Tasks and exercises –
1. Copy the alley petition article word for word between "Currently the alley" and "development was planned.", inclusive.
2. Carry on writing the alley petition article from the point where it stops.

Passage shown –
══════════════════════════════
Right down their alley Council considers petition to open alley; neighbors protest
By: GARY P. KLINGER Review Correspondent, Staff Writer
It seems one person’s alley may be another’s backyard.
A rare public hearing was held Monday night in Ephrata Borough Council chambers to consider a petition to officially open an alley between Ephrata Avenue and Penn Avenue from Second Street to Third Street. This neighborhood is just west of downtown, near Ephrata Community Hospital.
Currently the alley is grass with a small portion of paving at each end. Property lines for the alley run to the edge and not to the center line of the alley which was originally laid out in the 1930′s or 1940′s when the development was planned.
Under borough code, where a previously unopened alley goes unused and unopened for more than 21 years, residents can petition the borough to open it if the petition has at least 51 percent of the affected residents sign the petition. Fifteen lots with 14 separate owners border both sides of the proposed alley. Originally 12 of those property owners signed the petition in favor of the measure, however two have since dropped out.
Yet, while ten property owners signed the petition, those present at Monday night’s meeting were anything but supportive of the issue.
"I am not in favor it it," said Penn Avenue resident Wayne Zamby. "I feel the increase in traffic would be negative. All the hospital employees parking on Third Street would find this an easy access route. I’m also concerned about the interruption of water run off that is currently in place."
Council President Dale Hertzog recused himself from the proceedings since his property adjoins the proposed alley. In his stead, vice president Susan Rowe led the hearing with borough solicitor Robert McManus presenting the facts with assistance from the borough’s planning and engineering manager, Nancy Harris.
══════════════════════════════
Entries shown –
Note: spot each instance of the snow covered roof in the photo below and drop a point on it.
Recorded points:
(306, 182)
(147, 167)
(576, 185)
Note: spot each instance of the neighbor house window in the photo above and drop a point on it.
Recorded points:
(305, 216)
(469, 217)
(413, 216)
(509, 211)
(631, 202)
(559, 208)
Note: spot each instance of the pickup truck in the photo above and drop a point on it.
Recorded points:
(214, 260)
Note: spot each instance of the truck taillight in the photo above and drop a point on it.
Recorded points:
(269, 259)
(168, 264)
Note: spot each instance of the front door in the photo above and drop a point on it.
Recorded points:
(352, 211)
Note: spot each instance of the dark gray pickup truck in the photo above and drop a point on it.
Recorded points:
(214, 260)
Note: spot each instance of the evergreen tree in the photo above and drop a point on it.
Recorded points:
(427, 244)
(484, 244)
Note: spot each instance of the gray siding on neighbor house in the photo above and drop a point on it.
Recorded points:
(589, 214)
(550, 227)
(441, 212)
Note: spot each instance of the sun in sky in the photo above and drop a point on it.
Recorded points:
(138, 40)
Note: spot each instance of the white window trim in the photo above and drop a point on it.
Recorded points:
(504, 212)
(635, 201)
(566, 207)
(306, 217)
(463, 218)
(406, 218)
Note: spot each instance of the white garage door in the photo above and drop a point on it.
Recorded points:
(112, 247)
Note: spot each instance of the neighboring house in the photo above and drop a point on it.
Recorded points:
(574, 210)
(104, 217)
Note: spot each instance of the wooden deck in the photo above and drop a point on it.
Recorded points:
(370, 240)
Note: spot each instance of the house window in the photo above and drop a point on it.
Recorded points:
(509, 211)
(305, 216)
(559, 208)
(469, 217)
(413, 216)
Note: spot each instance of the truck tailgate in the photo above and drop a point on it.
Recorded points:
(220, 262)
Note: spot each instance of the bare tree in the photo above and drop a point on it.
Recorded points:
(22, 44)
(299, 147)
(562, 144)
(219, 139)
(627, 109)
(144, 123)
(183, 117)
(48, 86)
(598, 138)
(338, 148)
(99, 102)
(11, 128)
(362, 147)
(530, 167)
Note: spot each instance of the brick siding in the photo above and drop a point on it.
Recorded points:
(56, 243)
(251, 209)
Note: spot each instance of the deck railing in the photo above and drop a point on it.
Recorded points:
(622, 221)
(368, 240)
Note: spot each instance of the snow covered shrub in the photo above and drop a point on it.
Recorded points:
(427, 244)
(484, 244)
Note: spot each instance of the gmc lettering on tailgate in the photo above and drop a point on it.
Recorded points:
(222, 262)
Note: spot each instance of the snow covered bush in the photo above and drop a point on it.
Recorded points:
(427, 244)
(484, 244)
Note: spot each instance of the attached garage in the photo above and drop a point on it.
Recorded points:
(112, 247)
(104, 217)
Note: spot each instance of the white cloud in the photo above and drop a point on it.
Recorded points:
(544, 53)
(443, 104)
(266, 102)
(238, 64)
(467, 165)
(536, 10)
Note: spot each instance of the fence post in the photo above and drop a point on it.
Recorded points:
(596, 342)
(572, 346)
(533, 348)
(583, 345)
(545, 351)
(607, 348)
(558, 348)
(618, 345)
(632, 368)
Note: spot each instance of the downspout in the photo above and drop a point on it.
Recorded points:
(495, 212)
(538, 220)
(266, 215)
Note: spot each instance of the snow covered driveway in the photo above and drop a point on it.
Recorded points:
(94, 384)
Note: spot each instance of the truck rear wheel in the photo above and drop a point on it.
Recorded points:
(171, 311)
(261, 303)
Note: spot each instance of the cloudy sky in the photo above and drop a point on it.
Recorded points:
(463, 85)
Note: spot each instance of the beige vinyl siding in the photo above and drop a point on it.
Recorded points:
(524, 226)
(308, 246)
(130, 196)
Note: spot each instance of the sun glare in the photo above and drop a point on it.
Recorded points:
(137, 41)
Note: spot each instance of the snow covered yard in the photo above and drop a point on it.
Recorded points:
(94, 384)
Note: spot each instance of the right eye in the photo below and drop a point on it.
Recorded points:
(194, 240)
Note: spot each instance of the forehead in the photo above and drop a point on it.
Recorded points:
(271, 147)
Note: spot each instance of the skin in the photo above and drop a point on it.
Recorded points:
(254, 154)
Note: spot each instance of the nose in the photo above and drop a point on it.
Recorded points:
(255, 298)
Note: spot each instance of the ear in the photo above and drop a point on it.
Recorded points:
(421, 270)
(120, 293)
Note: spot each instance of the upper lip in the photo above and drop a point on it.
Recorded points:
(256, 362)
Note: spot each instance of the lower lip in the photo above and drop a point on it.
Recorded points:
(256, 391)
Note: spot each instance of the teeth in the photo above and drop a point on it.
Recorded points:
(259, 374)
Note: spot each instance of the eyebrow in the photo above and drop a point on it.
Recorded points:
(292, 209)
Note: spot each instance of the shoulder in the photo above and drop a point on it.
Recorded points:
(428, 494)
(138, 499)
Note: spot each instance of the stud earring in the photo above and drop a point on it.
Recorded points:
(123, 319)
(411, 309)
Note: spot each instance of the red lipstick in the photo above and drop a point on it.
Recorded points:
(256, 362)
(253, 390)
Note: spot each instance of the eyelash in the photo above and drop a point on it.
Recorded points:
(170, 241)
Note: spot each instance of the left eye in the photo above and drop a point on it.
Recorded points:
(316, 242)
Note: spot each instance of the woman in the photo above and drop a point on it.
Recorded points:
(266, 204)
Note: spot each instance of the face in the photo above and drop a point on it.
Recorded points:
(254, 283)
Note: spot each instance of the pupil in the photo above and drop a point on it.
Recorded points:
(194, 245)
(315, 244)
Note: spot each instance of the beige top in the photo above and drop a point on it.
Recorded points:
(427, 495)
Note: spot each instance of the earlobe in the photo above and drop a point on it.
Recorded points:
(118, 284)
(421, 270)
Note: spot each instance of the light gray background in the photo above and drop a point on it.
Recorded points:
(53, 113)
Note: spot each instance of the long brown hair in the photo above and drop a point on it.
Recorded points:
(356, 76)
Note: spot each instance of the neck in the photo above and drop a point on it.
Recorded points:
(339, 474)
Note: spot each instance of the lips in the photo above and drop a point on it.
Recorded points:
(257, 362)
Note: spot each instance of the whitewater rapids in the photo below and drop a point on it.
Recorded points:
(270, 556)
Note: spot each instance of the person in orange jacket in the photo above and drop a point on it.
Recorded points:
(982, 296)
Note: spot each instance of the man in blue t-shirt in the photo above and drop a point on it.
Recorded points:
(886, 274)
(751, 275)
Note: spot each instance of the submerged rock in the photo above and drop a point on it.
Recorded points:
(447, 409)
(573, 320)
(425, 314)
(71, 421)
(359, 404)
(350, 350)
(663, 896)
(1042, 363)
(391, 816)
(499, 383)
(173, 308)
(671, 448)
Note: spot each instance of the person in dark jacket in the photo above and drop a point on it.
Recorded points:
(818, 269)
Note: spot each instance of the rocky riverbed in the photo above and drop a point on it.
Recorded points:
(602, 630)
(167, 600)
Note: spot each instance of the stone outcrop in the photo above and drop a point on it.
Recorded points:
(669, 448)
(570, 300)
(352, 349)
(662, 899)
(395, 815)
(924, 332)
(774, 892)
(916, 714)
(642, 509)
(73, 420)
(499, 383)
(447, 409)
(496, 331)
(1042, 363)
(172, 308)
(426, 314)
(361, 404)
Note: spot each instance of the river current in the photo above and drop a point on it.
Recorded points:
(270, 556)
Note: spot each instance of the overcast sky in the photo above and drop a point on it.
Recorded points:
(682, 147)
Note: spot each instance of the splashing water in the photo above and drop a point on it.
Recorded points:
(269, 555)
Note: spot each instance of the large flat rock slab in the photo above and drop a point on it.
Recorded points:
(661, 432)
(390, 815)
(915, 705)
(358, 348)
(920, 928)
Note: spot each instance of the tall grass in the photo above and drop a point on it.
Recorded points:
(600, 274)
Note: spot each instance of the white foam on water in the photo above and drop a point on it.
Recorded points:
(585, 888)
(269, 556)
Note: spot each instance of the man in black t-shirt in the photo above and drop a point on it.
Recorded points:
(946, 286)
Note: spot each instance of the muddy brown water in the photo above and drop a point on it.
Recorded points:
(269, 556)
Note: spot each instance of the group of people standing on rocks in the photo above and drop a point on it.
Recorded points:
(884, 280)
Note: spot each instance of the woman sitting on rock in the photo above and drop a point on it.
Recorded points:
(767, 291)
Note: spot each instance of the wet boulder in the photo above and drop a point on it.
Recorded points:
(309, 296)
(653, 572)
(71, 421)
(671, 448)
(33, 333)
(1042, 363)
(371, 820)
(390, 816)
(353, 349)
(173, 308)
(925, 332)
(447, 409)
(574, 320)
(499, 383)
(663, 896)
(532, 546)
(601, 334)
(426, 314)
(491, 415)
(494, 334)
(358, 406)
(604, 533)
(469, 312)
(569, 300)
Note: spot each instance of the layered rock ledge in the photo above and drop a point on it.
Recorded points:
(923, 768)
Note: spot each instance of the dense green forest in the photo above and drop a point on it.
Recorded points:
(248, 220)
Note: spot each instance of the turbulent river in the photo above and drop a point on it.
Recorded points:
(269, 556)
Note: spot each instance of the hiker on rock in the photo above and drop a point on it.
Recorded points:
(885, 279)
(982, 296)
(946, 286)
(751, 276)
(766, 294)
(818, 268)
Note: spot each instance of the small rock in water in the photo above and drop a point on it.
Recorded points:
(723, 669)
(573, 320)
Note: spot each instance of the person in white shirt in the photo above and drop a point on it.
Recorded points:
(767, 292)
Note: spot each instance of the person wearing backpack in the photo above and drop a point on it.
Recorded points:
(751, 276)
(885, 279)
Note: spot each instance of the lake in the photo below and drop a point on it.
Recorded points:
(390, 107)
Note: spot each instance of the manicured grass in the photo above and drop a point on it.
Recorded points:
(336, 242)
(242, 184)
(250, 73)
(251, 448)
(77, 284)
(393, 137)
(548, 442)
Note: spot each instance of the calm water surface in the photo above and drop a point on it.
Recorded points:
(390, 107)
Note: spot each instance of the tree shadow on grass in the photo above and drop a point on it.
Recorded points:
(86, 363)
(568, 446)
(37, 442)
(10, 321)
══════════════════════════════
Numbered answers –
1.
Currently the alley is grass with a small portion of paving at each end. Property lines for the alley run to the edge and not to the center line of the alley which was originally laid out in the 1930′s or 1940′s when the development was planned.

2.
Harris confirmed that if the proposed opening were to ever come into existence, the cost of the project could be between $75,000 and $100,000 , which would be split 50/50 between the borough and homeowners. That would mean that each of the adjoining property owners would be required to split the cost of between $37,000 and $50,000. Harris also confirmed that the project would include storm water management construction to assure that run off from the newly paved area would not be a problem.
Josephine Bechtel has lived in the development since she and her husband built their home almost 50 years ago. Mrs. Bechtel is also not in favor of opening the alley.
"I see things in the alley at night (now) that are upsetting to me," said Bechtel. "I’m not sure why they want to open it. I don’t know of anyone who wants it. The only reason that they may want to open it is that some people don’t have garages but I have not heard anyone say they want to build a garage. I just feel it would be an awful burden."
Council member Vic Richard pointed out to those present that the hearing was strictly as a result of the petition submitted by homeowner. He stressed that the measure was in no way the result of borough council or borough administration action.
Council now has several possible courses of action with regard to the matter. It could consider a motion to dismiss the petition or it could vote to propose a new ordinance to open it. Even if council does vote to pass an ordinance opening the alleyway, residents opposed to the measure could file an appeal.